Kawasan Candi Dieng berada di tengah perkebunan kentang masyarakat sekitar. Oleh karena itu, tak heran jika sering kali pengunjung berpapasan dengan petani yang mengangkut hasil panen atau menjumpai banyak pipa peralon yang digunakan untuk mengairi lahan perkebunan yang menjuntai di sepanjang jalan masuk. Bagi pengunjung yang menjumpai pipa peralon yang melintang dipermukaan jalan masuk atau di samping jalan masuk perlu diperhatikan untuk tidak menginjaknya karena jika diinjak dikhawatirkan pipa tersebut pecah dan mengganggu sistem pengairan lahan perkebunan serta airnya dapat membanjiri jalan masuk. Harga tiket masuk ke kawasan Candi Dieng adalah Rp 10.000 per orang dan biaya parkir sebesar Rp 5.000 untuk mobil dan Rp 2.000 untuk sepeda motor.

------------------------------------------------------------------------

TUGAS YANG DIKERJAKAN
Tuliskan kembali seluruh teks tentang kawasan Candi Dieng tanpa mengubah satu kata pun. Materi di bawah ini diambil dari sumber yang berbeda.

------------------------------------------------------------------------

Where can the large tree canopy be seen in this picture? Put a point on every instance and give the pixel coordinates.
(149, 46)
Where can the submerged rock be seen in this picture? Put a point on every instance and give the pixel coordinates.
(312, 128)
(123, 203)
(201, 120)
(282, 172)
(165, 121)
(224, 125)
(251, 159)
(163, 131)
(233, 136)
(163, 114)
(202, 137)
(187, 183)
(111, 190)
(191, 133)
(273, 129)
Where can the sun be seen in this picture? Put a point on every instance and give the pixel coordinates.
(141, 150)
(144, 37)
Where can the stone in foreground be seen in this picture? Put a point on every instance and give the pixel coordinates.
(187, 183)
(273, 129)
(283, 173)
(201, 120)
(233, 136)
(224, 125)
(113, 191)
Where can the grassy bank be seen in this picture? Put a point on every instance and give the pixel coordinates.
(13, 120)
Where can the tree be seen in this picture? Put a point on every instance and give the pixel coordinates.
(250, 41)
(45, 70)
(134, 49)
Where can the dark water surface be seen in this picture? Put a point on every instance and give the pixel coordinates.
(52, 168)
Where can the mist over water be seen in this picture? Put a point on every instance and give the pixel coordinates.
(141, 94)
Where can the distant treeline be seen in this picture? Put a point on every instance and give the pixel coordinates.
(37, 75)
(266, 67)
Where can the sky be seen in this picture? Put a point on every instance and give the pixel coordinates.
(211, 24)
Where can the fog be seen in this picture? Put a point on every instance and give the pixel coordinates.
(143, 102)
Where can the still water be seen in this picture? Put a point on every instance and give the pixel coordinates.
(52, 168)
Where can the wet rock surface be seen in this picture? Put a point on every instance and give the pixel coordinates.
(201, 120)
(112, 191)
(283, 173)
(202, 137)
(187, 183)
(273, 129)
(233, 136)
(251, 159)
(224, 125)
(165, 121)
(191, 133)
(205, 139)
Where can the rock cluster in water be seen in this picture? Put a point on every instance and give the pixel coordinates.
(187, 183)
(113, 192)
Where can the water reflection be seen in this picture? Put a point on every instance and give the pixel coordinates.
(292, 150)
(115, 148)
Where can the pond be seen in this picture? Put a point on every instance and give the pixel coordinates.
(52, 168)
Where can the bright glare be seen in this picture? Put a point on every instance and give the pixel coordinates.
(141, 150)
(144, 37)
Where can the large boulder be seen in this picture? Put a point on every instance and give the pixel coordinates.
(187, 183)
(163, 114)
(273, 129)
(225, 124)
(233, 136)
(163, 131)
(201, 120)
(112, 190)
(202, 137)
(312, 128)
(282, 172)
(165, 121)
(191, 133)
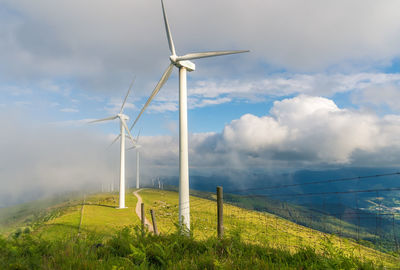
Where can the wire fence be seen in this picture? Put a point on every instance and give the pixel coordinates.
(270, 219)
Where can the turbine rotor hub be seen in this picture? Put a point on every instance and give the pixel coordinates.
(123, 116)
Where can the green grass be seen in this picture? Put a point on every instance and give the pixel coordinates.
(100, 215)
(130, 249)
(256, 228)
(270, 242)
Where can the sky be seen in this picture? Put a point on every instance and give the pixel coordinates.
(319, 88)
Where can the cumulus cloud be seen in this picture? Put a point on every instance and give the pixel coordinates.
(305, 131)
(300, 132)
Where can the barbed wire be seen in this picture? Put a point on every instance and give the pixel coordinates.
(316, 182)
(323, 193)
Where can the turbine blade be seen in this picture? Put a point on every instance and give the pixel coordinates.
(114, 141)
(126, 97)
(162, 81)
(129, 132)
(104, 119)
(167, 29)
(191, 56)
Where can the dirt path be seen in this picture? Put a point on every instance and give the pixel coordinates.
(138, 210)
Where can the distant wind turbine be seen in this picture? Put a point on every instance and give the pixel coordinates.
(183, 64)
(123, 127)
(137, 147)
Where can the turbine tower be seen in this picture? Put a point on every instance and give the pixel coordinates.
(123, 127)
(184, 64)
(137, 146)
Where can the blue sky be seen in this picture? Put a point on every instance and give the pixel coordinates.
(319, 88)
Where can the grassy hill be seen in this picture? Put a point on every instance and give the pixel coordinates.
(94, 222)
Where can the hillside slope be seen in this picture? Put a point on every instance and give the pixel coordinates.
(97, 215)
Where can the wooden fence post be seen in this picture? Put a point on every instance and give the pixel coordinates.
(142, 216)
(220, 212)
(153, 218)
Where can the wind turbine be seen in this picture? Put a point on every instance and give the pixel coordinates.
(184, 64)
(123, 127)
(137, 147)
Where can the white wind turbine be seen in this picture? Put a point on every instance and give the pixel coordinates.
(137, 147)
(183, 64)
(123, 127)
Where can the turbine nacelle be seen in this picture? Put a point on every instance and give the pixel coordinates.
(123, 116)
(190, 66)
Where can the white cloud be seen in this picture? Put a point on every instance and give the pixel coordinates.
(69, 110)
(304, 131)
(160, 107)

------------------------------------------------------------------------

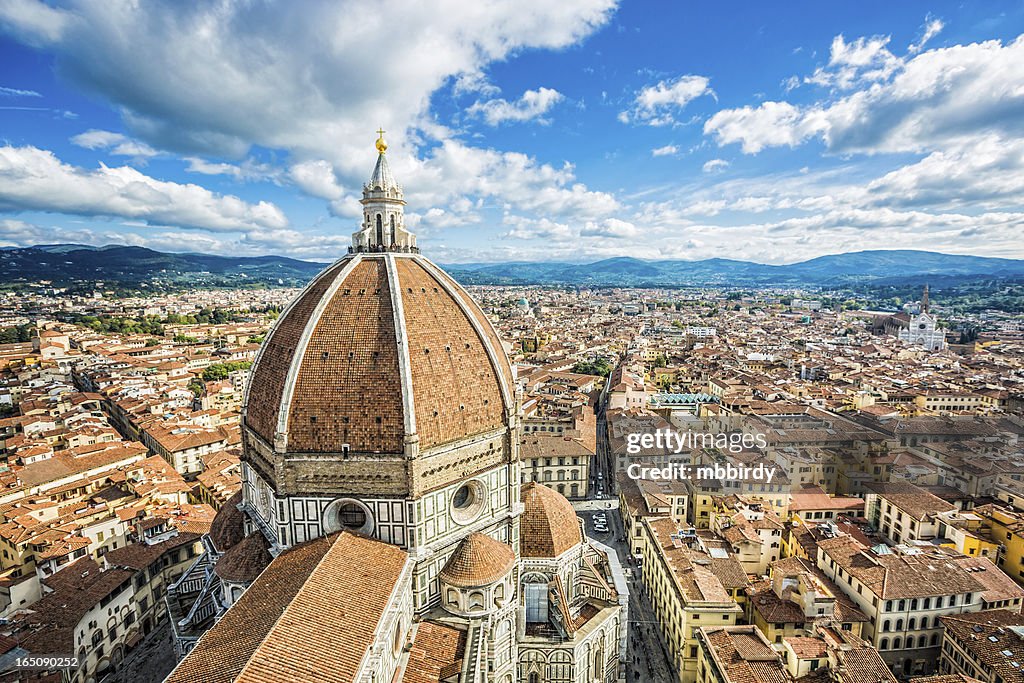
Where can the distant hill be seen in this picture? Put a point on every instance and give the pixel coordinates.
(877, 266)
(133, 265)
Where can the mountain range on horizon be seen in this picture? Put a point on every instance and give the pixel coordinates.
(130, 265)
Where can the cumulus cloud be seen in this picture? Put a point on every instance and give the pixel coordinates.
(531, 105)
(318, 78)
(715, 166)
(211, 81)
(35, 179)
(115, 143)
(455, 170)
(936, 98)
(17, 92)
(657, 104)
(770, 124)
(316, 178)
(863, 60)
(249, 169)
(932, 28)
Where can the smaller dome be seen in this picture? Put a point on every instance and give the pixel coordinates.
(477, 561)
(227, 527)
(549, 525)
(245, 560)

------------------------------------------------------------------------

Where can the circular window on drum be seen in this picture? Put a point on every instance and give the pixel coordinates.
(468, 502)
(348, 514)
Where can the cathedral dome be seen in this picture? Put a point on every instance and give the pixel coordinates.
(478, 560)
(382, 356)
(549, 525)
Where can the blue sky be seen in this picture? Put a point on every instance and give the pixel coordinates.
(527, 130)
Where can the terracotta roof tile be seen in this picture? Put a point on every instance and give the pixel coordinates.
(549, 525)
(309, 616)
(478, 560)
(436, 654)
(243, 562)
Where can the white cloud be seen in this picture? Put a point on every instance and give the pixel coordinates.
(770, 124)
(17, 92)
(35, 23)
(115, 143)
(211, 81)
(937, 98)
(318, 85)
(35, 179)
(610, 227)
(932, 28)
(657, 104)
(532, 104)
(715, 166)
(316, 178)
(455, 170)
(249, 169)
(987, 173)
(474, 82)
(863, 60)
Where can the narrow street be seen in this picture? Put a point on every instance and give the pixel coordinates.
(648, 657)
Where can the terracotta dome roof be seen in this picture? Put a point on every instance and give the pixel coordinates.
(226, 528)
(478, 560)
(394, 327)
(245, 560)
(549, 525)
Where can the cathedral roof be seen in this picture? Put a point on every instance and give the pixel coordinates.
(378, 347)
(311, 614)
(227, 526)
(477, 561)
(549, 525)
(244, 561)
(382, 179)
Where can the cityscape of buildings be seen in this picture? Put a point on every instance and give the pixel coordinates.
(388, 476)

------------------------------------------------------------------------

JAWABAN LENGKAP
Kawasan Candi Dieng berada di tengah perkebunan kentang masyarakat sekitar. Oleh karena itu, tak heran jika sering kali pengunjung berpapasan dengan petani yang mengangkut hasil panen atau menjumpai banyak pipa peralon yang digunakan untuk mengairi lahan perkebunan yang menjuntai di sepanjang jalan masuk. Bagi pengunjung yang menjumpai pipa peralon yang melintang dipermukaan jalan masuk atau di samping jalan masuk perlu diperhatikan untuk tidak menginjaknya karena jika diinjak dikhawatirkan pipa tersebut pecah dan mengganggu sistem pengairan lahan perkebunan serta airnya dapat membanjiri jalan masuk. Harga tiket masuk ke kawasan Candi Dieng adalah Rp 10.000 per orang dan biaya parkir sebesar Rp 5.000 untuk mobil dan Rp 2.000 untuk sepeda motor.